#### [To do]
How many lines in the records below contain the word "roof"? Reply with the number alone.
◇ ◇ ◇ ◇ ◇
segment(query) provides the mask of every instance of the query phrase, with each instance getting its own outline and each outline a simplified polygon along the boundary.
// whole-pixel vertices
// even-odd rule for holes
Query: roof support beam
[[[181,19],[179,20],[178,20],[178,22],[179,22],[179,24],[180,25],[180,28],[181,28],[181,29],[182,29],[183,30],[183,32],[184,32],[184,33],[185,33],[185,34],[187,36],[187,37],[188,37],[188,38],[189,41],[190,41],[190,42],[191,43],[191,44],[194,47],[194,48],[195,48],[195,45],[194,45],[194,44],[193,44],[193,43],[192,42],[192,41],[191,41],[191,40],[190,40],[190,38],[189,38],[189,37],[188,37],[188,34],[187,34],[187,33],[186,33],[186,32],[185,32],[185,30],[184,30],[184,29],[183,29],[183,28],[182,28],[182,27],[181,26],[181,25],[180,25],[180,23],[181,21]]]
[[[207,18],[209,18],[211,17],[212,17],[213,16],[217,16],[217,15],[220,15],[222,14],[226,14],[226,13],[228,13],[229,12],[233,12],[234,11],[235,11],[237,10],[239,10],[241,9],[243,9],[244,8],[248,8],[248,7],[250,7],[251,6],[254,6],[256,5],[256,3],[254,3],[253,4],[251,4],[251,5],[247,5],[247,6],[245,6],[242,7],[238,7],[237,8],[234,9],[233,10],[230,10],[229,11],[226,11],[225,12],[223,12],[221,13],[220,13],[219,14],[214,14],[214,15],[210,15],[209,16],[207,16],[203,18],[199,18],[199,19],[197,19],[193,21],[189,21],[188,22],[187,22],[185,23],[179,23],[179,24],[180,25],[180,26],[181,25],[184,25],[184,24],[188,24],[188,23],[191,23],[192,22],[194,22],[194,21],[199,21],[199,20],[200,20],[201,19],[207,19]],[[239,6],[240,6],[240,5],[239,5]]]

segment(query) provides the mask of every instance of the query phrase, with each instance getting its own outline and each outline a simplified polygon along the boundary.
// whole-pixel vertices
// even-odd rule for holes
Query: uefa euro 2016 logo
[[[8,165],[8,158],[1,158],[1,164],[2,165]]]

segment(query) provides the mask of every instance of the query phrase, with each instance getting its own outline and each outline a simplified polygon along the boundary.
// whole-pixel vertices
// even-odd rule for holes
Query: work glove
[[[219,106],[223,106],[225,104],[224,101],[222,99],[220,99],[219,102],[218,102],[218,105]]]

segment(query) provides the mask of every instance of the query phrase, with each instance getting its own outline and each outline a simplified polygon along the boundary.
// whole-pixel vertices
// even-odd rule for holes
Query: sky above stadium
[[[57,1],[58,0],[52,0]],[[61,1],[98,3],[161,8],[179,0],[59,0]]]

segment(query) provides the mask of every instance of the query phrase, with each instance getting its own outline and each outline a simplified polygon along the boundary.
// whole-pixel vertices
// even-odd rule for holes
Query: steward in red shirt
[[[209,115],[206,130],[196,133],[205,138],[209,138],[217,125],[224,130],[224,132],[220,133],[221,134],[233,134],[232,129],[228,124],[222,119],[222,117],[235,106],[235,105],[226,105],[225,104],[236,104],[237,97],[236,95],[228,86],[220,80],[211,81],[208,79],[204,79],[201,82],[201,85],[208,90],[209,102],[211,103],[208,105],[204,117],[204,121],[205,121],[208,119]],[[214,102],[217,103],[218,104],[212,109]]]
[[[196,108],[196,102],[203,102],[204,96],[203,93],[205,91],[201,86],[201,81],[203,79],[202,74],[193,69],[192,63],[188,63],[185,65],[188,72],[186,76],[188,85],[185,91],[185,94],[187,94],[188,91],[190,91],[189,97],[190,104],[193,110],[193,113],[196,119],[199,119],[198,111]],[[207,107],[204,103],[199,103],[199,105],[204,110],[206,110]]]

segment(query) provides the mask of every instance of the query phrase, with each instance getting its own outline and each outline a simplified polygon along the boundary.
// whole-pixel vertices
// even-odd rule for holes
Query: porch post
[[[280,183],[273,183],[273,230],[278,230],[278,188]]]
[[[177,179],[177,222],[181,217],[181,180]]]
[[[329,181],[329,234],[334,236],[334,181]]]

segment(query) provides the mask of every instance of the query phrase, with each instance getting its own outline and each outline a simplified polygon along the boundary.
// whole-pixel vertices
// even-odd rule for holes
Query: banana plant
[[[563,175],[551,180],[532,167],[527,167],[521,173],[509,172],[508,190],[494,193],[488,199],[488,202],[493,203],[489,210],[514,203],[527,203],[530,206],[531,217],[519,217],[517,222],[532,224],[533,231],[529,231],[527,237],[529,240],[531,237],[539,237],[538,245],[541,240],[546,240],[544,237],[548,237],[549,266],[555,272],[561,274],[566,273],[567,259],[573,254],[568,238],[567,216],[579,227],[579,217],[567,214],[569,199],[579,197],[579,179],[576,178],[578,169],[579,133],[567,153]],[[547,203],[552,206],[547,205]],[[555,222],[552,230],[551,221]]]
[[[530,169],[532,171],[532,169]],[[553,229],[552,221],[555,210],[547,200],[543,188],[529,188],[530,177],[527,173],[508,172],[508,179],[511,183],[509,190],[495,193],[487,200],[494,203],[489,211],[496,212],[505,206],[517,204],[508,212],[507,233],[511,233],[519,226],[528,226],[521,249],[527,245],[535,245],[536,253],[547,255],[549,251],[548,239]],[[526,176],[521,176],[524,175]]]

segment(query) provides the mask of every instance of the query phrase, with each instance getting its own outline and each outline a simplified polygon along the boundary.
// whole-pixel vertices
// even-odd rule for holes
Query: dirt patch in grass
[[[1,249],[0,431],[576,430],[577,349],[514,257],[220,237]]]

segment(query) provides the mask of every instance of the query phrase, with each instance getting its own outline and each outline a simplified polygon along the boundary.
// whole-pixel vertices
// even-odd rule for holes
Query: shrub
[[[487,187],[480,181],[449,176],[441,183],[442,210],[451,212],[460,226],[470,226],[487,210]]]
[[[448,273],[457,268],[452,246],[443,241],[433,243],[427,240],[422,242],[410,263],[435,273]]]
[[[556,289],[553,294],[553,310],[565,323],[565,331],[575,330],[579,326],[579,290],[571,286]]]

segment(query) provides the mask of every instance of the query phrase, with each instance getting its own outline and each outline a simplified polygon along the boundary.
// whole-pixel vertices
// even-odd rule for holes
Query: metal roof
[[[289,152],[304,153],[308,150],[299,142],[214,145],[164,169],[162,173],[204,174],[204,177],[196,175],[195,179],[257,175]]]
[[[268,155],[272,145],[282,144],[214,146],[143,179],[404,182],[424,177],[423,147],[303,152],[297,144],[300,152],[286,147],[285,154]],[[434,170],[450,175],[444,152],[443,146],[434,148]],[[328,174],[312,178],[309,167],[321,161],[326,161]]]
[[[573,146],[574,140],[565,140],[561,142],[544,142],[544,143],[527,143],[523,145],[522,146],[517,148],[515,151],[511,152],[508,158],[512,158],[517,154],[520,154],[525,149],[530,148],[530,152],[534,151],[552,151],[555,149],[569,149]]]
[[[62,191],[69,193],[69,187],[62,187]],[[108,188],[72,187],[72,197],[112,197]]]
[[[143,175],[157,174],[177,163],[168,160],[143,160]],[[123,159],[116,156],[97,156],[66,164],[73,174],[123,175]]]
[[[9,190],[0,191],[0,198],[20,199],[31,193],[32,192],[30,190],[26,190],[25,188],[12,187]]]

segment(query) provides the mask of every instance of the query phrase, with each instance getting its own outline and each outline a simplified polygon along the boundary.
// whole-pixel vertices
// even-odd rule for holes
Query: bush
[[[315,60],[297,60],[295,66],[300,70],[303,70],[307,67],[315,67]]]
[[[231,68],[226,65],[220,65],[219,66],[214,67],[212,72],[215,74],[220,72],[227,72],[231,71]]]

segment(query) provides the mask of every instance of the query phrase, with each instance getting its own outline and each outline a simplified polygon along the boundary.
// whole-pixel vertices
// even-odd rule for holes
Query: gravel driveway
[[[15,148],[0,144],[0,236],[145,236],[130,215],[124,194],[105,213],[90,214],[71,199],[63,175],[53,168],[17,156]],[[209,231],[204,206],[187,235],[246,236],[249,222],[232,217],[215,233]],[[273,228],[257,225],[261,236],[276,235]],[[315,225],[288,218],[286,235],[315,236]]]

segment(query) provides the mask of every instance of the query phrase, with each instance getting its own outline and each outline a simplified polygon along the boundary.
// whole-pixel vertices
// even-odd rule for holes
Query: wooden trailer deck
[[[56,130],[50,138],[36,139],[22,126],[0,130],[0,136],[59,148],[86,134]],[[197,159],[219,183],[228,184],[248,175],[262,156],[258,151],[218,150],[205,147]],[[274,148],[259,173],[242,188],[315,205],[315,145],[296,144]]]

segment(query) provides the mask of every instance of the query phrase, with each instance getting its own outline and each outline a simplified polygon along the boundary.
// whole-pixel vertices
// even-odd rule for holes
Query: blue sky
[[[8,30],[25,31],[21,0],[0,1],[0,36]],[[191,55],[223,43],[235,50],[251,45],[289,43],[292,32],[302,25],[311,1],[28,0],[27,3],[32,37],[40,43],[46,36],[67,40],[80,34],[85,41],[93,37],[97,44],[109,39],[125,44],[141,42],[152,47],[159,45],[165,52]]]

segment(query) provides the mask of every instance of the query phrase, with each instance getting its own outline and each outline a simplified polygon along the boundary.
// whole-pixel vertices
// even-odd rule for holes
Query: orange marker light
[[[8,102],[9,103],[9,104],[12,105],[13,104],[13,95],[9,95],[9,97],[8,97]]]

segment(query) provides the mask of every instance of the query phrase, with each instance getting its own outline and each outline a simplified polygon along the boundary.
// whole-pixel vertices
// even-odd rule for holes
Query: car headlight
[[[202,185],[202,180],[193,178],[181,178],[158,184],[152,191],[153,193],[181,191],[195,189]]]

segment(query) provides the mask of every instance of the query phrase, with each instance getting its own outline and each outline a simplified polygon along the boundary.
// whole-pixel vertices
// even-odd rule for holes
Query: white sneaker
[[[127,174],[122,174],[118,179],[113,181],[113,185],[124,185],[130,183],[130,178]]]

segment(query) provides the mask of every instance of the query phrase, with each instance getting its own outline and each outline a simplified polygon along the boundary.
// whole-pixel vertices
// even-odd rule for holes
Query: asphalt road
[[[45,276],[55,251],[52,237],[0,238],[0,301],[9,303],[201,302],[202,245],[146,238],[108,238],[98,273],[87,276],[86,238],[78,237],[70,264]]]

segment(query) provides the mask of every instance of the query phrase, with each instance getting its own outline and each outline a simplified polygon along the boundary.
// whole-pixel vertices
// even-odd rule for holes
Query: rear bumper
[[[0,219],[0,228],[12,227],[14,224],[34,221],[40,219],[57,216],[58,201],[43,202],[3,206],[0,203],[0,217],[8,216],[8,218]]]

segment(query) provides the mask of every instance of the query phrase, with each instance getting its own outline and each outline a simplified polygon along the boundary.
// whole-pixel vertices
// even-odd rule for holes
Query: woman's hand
◇ ◇ ◇ ◇ ◇
#### [Result of this exercise]
2